Reproduce every line of the entries below as a numbered list, skipping blank lines. Leave the pictures out of your answer.

──────── Material for the task ────────

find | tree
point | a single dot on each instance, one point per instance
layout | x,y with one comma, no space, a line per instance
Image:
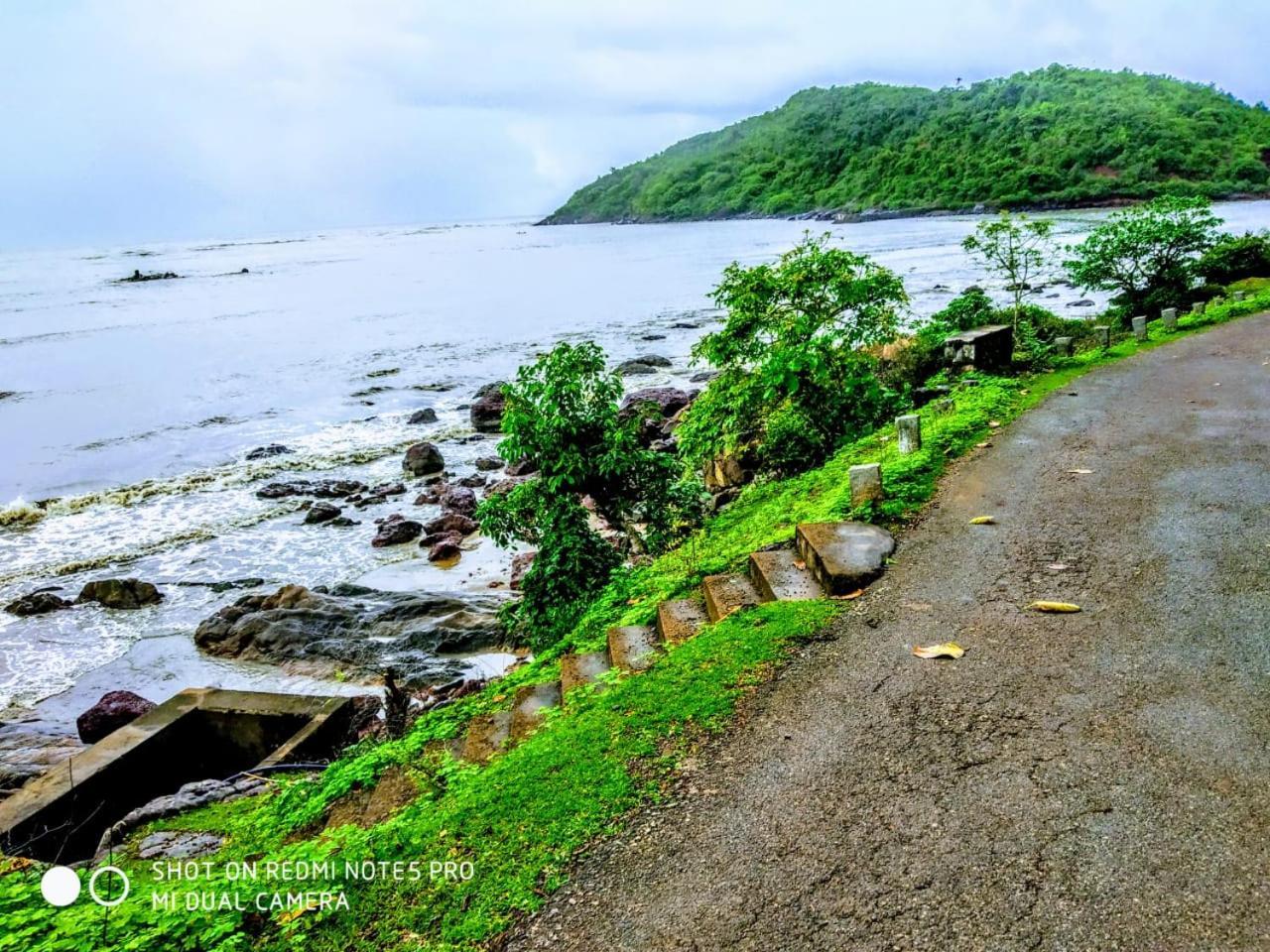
795,372
1148,253
562,414
1014,248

────────

■ Final result
1. find | tree
2. point | a single dot on each instance, one point per instance
3. layout | x,y with one comma, no space, a line per instance
4. Image:
5. 795,372
6. 1148,253
7. 562,414
8. 1014,248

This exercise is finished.